Textauszug:
Vorwort - Ich möchte arbeiten!

Autor:in - Josef Fragner
Themenbereiche: Arbeitswelt
Textsorte: Zeitschrift
Releaseinfo: Behinderte in Familie, Schule und Gesellschaft Nr. 4/5/1998 ; Thema: Ich will arbeiten! Behinderte in Familie, Schule und Gesellschaft (4/5/1998)
Copyright: © Josef Fragner 1998

Inhaltsverzeichnis

Vorwort - Ich möchte arbeiten!

"Wer braucht mich?" ist eine Frage, die der moderne Kapitalismus völlig zu negieren scheint. Das System strahlt Gleichgültigkeit aus. Es tut dies bei den Ergebnissen menschlichen Strebens ebenso wie auf den Märkten des Alles oder Nichts, wo es kaum noch eine Verbindung zwischen Risiko und Belohnung gibt. Der Gewinner bekommt alles. Menschen werden behandelt, als wären sie problemlos ersetzbar oder überflüssig. Solche Praktiken vermindern für alle sichtbar und brutal das Gefühl persönlicher Bedeutung, das Gefühl, für andere notwendig zu sein. Man könnte einwenden, daß der Kapitalismus immer so war. Aber nicht in dieser Weise. Die Gleichgültigkeit des alten klassengebundenen Kapitalismus war grob und materiell; die Indifferenz, die der flexible Kapitalismus ausstrahlt, ist persönlicher, weil das System selbst weniger definiert ist, in seiner Form weniger lesbar.

Liste der Einträge:
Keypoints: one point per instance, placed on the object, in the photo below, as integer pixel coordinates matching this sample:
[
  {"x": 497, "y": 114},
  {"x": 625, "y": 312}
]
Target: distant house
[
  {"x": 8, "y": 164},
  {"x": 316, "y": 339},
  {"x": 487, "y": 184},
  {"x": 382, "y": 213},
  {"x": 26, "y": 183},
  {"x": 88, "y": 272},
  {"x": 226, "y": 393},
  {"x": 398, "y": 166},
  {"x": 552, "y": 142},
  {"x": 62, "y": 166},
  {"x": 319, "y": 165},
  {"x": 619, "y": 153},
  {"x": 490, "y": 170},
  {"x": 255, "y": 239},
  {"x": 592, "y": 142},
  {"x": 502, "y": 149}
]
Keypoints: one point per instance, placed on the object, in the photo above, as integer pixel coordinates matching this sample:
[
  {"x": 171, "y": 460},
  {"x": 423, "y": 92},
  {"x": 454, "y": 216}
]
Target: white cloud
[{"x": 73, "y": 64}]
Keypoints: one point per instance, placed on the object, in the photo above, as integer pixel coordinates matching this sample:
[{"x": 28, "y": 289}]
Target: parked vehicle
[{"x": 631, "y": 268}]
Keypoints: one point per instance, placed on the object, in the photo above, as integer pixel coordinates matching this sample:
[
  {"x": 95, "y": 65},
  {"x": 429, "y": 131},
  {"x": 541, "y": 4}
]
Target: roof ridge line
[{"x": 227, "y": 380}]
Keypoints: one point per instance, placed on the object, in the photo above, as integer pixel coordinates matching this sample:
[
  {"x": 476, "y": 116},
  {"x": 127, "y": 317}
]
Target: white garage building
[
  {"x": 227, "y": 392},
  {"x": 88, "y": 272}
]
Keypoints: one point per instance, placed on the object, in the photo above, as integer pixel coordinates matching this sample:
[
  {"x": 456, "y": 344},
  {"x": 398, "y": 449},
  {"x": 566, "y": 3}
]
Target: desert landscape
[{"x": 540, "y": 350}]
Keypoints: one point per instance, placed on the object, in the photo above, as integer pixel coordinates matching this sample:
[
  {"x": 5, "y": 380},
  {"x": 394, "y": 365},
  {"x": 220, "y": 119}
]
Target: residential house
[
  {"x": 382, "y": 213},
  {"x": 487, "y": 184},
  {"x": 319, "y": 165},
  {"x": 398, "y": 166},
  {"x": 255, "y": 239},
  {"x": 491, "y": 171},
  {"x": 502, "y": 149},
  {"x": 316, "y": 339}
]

Arbeitsanweisung:
Geben Sie den Abschnitt des Vorworts von „Autor:in - Josef“ bis einschließlich „und Gesellschaft (4/5/1998)“ wortgetreu aus. Maßgeblich ist allein das Vorwort, nicht die Einträge.

Schriftliche Antwort:
Autor:in - Josef Fragner
Themenbereiche: Arbeitswelt
Textsorte: Zeitschrift
Releaseinfo: Behinderte in Familie, Schule und Gesellschaft Nr. 4/5/1998 ; Thema: Ich will arbeiten! Behinderte in Familie, Schule und Gesellschaft (4/5/1998)